[Begin Listing]
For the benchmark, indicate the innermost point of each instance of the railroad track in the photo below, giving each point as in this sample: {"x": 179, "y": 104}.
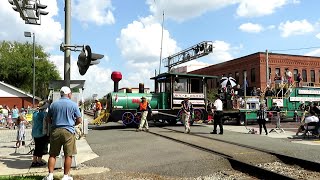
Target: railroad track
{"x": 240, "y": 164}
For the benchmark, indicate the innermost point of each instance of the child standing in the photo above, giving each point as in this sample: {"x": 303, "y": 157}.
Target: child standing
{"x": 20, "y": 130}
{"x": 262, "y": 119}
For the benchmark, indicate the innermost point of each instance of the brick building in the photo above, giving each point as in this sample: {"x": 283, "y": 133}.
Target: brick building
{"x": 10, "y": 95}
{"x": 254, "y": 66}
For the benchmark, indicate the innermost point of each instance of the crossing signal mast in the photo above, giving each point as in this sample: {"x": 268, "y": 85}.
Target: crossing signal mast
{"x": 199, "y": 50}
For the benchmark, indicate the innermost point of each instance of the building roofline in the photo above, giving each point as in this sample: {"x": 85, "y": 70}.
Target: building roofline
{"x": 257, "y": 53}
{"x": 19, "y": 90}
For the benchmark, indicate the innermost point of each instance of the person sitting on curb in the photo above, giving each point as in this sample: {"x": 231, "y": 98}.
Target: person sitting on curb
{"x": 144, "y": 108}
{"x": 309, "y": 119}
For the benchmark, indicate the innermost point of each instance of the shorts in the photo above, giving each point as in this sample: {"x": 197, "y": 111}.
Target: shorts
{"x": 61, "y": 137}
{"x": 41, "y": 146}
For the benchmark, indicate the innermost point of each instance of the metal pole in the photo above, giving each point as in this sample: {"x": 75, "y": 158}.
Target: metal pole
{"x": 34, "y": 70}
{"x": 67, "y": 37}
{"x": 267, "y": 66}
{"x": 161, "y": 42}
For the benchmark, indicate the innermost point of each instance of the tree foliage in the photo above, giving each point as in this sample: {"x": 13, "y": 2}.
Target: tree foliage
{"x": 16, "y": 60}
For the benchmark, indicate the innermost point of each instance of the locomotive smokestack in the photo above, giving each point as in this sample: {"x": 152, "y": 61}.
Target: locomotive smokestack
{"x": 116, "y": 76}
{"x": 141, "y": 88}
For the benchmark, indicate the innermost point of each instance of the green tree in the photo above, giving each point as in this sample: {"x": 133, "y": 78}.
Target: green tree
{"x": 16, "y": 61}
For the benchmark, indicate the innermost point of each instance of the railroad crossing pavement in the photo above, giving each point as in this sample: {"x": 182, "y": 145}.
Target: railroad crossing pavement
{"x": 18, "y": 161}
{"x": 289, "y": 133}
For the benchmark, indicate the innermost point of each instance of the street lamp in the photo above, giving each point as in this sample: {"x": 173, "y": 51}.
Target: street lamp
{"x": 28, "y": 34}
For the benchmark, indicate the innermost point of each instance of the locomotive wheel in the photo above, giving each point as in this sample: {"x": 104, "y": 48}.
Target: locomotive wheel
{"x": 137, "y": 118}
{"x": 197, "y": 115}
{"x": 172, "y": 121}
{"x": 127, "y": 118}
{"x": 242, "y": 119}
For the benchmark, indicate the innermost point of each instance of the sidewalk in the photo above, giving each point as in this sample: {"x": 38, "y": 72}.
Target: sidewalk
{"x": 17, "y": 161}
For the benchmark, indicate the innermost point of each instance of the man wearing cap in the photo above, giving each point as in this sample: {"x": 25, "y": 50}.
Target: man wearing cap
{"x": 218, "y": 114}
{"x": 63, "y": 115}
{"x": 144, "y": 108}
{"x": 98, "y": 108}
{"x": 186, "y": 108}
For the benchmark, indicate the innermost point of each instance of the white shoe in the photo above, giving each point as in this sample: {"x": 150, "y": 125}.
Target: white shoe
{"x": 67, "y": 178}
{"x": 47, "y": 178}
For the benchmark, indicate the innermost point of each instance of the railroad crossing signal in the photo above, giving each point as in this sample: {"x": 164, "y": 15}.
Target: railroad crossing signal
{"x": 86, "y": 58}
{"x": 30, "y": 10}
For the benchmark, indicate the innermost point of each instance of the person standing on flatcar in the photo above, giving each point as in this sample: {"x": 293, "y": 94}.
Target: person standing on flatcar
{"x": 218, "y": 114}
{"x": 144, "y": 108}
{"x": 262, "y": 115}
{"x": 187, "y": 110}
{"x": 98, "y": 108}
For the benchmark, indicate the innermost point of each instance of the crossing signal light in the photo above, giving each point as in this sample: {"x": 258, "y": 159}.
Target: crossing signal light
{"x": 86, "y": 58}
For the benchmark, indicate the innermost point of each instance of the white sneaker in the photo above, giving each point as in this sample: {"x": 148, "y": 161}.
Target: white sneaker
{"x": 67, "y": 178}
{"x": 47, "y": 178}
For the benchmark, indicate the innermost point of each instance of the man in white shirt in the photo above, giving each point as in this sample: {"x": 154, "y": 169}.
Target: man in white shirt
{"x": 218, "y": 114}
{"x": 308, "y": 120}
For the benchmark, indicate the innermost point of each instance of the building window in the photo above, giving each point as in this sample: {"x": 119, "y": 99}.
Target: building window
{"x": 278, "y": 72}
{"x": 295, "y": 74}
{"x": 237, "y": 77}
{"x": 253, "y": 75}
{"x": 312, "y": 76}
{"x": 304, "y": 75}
[End Listing]
[Begin Listing]
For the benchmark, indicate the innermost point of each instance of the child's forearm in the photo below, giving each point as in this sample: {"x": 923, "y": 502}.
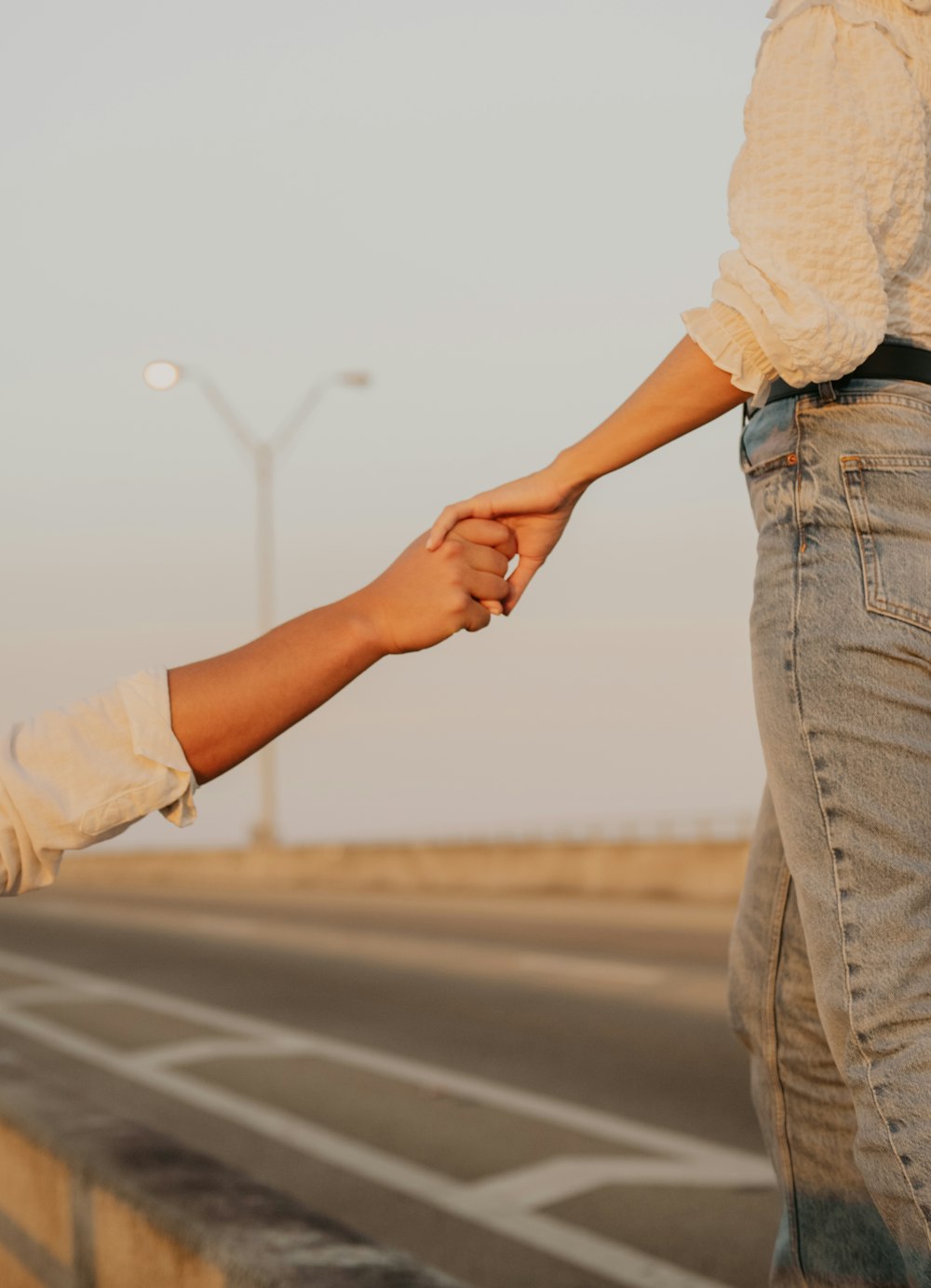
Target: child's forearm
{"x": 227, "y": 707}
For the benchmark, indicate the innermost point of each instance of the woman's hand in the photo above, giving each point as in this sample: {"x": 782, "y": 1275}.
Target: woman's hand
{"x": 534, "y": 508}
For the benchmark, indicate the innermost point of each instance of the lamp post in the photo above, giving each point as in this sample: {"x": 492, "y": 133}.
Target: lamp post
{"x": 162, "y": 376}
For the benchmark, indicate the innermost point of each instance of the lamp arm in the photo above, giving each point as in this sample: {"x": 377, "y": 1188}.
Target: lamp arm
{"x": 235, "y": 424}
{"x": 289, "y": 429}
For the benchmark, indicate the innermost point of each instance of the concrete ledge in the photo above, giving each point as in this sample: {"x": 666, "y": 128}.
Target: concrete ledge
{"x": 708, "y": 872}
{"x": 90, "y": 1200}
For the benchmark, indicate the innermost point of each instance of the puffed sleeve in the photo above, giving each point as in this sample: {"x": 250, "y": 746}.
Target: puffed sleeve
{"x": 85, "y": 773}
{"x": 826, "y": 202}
[End Listing]
Work to be completed — Return each line of the items above that contains the word "roofline".

Reply to the task —
For the benchmark, indicate the innermost point of each instance of the building roofline in the photo above, giving each point as in this sample: {"x": 85, "y": 70}.
Target: building roofline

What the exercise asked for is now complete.